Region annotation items
________________________________________
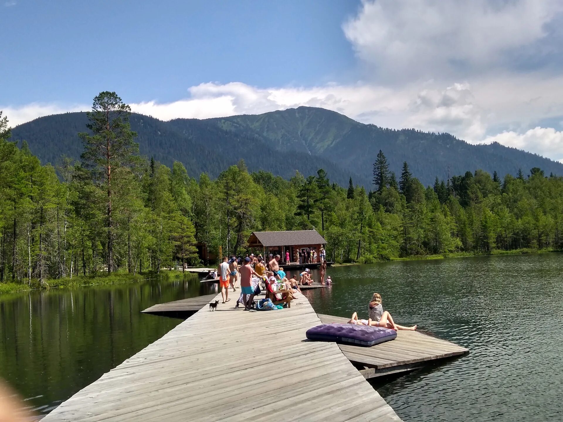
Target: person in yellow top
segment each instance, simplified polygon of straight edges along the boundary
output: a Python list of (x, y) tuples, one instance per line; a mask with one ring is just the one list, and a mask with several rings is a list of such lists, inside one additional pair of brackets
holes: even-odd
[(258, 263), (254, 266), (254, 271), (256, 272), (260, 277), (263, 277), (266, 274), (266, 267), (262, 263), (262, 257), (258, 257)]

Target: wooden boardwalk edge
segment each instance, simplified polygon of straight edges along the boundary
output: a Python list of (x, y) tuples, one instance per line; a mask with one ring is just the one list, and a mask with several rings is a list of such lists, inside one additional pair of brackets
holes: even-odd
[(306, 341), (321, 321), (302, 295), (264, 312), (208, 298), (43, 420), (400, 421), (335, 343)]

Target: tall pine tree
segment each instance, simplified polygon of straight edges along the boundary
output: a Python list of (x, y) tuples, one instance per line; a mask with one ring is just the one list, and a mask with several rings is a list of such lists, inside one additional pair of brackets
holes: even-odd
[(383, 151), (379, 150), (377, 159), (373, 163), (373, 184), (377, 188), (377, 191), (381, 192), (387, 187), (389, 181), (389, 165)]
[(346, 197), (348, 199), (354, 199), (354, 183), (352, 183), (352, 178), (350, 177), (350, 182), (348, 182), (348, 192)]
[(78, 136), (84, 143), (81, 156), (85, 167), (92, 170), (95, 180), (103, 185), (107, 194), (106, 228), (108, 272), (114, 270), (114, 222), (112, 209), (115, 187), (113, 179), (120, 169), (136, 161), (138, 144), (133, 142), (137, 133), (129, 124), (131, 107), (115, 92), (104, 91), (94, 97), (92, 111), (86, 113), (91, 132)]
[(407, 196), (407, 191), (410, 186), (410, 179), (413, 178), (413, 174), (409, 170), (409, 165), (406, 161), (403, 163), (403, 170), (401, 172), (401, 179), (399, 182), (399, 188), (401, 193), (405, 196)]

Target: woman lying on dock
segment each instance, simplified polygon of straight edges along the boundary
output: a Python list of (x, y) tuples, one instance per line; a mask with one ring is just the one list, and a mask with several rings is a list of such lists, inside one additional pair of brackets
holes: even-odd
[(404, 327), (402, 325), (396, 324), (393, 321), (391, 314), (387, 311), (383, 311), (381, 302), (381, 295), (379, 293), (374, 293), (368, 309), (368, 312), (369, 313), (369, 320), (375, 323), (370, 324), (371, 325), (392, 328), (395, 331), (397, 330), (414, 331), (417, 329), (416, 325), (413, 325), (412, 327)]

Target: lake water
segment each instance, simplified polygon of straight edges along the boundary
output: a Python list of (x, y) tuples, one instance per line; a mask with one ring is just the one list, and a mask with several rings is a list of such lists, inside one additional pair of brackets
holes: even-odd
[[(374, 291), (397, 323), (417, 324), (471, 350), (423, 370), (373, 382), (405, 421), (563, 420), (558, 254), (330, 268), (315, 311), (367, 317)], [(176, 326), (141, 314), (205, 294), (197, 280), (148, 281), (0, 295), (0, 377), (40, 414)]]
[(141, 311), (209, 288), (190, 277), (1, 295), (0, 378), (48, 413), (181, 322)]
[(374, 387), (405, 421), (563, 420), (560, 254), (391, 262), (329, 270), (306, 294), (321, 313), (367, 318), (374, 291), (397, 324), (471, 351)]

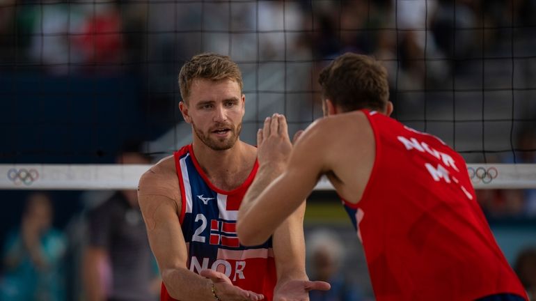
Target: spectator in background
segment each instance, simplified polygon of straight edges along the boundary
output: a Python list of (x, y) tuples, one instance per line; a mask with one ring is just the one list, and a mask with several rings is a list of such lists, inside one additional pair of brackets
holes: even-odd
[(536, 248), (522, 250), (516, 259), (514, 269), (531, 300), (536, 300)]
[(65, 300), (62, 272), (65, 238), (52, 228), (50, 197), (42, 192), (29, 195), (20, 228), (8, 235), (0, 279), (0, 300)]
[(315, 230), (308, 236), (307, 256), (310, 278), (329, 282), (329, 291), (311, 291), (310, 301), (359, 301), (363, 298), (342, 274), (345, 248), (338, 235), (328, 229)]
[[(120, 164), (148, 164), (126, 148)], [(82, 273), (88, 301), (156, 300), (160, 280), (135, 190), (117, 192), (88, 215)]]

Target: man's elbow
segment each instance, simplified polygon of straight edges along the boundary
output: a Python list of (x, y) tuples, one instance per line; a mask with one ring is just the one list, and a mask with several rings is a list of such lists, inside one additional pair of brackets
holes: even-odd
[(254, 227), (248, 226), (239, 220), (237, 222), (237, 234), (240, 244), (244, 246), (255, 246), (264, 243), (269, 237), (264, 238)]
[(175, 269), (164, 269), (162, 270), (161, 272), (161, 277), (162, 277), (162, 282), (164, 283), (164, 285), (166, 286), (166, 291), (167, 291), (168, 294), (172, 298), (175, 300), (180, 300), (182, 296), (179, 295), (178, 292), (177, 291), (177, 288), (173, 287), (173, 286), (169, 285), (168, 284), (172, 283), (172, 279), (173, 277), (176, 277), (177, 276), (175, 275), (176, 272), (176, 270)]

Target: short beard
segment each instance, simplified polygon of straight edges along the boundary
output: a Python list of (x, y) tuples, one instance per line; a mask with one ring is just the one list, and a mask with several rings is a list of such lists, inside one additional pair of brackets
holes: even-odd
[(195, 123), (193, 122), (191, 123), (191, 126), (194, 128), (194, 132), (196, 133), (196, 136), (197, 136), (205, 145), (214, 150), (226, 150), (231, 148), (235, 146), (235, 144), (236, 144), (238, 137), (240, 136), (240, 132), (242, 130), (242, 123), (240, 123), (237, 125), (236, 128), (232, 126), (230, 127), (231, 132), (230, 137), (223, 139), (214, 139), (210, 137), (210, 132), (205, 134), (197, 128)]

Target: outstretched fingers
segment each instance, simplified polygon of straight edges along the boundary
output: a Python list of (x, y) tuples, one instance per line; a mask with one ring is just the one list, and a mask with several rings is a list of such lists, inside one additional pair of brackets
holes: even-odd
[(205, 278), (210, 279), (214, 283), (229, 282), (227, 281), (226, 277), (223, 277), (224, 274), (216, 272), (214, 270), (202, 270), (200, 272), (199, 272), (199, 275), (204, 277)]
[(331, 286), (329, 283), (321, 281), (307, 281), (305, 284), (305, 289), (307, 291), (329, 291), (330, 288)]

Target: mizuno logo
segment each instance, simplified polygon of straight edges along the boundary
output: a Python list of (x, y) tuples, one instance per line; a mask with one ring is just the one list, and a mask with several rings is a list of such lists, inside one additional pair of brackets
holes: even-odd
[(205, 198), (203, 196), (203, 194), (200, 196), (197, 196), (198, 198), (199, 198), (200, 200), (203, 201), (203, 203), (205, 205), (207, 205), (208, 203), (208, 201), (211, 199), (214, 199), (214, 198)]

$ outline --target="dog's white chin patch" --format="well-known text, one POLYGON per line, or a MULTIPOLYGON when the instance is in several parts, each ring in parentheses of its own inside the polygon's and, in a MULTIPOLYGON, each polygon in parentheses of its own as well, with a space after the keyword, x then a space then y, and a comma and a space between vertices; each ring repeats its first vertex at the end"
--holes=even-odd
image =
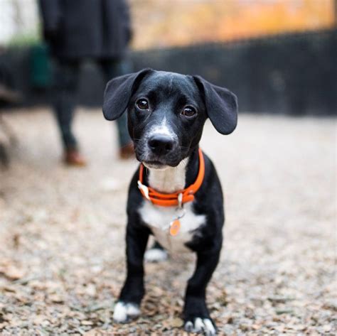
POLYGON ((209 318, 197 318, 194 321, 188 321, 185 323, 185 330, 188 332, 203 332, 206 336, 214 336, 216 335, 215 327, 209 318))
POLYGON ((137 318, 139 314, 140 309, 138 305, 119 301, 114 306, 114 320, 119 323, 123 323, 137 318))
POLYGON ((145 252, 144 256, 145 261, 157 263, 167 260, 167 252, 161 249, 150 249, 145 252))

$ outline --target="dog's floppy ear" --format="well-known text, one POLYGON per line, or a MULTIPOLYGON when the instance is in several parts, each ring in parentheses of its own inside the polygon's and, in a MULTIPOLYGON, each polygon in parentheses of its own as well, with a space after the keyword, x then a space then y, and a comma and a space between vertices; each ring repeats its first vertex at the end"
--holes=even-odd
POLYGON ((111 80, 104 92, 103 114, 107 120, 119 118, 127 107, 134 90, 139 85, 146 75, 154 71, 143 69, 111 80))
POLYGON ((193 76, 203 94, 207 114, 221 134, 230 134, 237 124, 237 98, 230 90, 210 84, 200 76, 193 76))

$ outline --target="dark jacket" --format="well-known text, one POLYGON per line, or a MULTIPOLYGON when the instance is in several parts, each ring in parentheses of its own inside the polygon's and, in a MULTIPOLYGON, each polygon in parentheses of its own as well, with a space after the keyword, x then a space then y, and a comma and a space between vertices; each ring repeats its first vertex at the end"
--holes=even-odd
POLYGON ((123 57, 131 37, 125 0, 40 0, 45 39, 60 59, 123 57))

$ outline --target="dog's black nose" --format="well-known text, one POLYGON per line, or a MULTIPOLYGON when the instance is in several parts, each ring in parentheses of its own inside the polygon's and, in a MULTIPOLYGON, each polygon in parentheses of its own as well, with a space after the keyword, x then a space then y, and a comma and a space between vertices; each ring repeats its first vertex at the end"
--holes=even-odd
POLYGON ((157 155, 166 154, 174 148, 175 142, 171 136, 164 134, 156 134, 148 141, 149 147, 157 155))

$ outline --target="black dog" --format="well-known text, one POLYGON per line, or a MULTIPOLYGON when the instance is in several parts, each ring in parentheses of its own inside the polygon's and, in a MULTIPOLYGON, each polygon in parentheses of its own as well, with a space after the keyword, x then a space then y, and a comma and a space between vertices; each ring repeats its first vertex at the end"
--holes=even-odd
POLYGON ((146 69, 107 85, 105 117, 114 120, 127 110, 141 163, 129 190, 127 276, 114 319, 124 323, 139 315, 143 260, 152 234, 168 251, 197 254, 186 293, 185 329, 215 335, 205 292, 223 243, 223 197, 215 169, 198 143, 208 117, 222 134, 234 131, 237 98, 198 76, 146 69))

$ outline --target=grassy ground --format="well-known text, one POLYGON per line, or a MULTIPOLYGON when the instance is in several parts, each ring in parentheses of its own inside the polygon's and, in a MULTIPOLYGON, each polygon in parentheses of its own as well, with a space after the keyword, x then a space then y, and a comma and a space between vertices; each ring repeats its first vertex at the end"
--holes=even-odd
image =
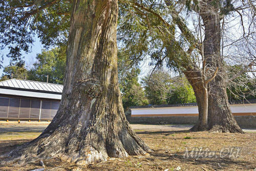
________________________________________
WHAT IS ASKED
Rewrite everything from the line containing "Target: mizuno logo" down to the line containing "POLYGON ((145 252, 144" as a JSON list of strings, one string per line, with blank lines and pictures left out.

FULL SOLUTION
[
  "Target: mizuno logo",
  "segment each instance, simplified polygon of straight edges along the boundary",
  "output: a Python list of (x, y) tuples, one instance per line; a mask with one ring is just the one list, and a mask with several rings is a list of such lists, inside one additional pair of brackets",
  "holes: even-odd",
  "[(205, 198), (203, 196), (203, 194), (200, 196), (197, 196), (198, 198), (199, 198), (200, 200), (203, 201), (203, 203), (205, 205), (207, 205), (208, 203), (208, 201), (211, 199), (214, 199), (214, 198)]",
  "$ outline --target=\"dog's white chin patch\" --format=\"well-known text, one POLYGON per line, or a MULTIPOLYGON when the instance is in several parts, each ring in parentheses of its own inside the polygon's and, in a MULTIPOLYGON, each polygon in parentheses of its own as well, with a space after the keyword, x then a space then y, and a comma and a space between vertices; each ring repeats its first vertex at the end\"",
  "--holes=even-odd",
  "image =",
  "POLYGON ((209 318, 197 318, 194 321, 188 321, 185 323, 185 330, 188 332, 203 332, 206 336, 214 336, 216 335, 215 327, 209 318))",
  "POLYGON ((137 318, 139 314, 140 309, 138 305, 119 301, 114 306, 114 320, 119 323, 123 323, 137 318))",
  "POLYGON ((145 252, 144 256, 145 261, 157 263, 167 260, 167 252, 161 249, 150 249, 145 252))"
]